Reproduce every one of the records below verbatim, line by line. Omit the pictures from your reply.
######
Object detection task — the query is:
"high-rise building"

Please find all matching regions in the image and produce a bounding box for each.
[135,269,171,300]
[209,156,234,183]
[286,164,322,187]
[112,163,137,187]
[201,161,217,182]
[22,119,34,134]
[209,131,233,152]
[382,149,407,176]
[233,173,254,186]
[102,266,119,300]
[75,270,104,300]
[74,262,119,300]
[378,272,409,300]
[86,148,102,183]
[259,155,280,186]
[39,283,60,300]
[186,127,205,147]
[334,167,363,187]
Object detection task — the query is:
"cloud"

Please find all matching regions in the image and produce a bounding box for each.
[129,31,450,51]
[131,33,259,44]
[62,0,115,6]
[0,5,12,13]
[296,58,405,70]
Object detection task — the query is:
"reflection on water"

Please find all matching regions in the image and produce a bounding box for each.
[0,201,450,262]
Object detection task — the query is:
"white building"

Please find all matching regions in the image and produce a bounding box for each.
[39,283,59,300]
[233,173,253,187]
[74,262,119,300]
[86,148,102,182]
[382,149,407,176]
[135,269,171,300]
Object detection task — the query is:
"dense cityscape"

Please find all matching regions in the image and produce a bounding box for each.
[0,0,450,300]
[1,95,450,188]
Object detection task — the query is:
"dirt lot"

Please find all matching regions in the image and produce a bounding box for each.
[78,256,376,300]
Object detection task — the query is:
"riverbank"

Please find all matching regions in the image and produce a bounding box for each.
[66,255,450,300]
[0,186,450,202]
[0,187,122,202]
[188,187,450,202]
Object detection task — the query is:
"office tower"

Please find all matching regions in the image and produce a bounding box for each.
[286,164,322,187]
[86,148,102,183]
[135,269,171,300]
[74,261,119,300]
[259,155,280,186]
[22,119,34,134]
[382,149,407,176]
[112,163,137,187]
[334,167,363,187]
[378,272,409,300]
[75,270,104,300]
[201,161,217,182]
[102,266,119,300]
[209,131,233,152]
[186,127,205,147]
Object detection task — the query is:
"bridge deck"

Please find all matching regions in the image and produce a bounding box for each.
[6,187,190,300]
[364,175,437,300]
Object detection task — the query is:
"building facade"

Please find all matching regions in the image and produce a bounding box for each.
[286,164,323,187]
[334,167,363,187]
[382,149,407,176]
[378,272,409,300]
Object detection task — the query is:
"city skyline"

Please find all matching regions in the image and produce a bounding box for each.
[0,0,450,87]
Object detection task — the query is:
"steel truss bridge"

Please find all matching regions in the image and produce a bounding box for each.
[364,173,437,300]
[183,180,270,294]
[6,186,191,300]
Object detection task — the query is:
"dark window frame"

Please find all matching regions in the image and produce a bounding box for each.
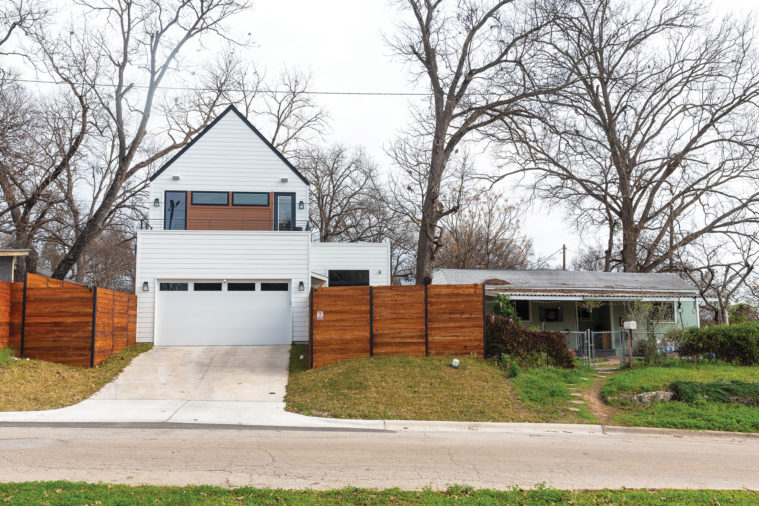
######
• Written response:
Object detection task — the query is:
"high-rise building"

Please find all matching regions in the image and produce a bounding box for each.
[135,269,171,300]
[209,156,234,183]
[286,164,322,187]
[112,163,137,187]
[201,161,217,182]
[22,119,34,134]
[209,131,233,152]
[382,149,407,176]
[233,173,254,186]
[102,266,119,300]
[75,270,104,300]
[74,262,119,300]
[378,272,409,300]
[86,148,102,183]
[259,155,280,186]
[39,283,60,300]
[186,127,205,147]
[334,167,363,187]
Object detection task — the query is:
"cloud"

Please find all matching regions in the image and produce a bounding box for each.
[129,31,450,51]
[131,33,259,44]
[62,0,115,6]
[0,5,12,13]
[296,58,405,70]
Object detection task — the query is:
"reflection on water"

Please find all matching regions in the image and produce a bounding box for each.
[0,201,450,262]
Object detection task — the query is:
"white building"

Please find all matching regions in the image and produce a bounding box for each.
[39,283,59,300]
[233,173,253,187]
[74,262,119,300]
[86,148,102,182]
[382,149,407,176]
[135,269,171,300]
Object detection task — the query is:
"dense cityscape"

Please find all matching regions in the image and produce a bounding box for each.
[0,0,450,300]
[1,95,450,188]
Object detection task — the query is:
"dirt lot"

Please find all matching regions in the image and produce a bounding box for each.
[78,256,376,300]
Object detection task — the query is:
"riverbank"

Please find all matching regions in the image and produce a bounding box for each.
[66,255,450,300]
[0,186,450,202]
[0,187,122,202]
[188,187,450,202]
Object detection task — the query is:
"office tower"

Please find all matching regions in the image and produce a bounding box for each.
[286,164,322,187]
[86,148,102,183]
[135,269,171,300]
[74,261,119,300]
[259,155,280,186]
[22,119,34,134]
[382,149,407,176]
[112,163,137,187]
[334,167,363,187]
[378,272,409,300]
[75,270,104,300]
[201,161,217,182]
[102,266,119,300]
[209,131,233,152]
[186,127,205,147]
Object detection task — the query is:
"bridge deck"

Please find all matching regions in the image and produce a bounding box for each.
[6,187,190,300]
[364,175,437,300]
Object detection task — the query is:
"building facade"

Please find all matching regions in the image and produce a bounding box for each.
[286,164,323,187]
[334,167,363,187]
[382,149,407,176]
[378,272,409,300]
Object detection task — the query is:
"city skyline"

Please find all matching regions in the image and produce a bounding box for each.
[0,0,450,87]
Object detection task — the query is:
"steel truss bridge"

Please find all matching regions in the image and produce a bounding box for each.
[364,173,437,300]
[183,180,270,294]
[6,186,191,300]
Object detection task — the query is:
"dark window frame"

Please find all matching regions in the image and produce a bounding box for each.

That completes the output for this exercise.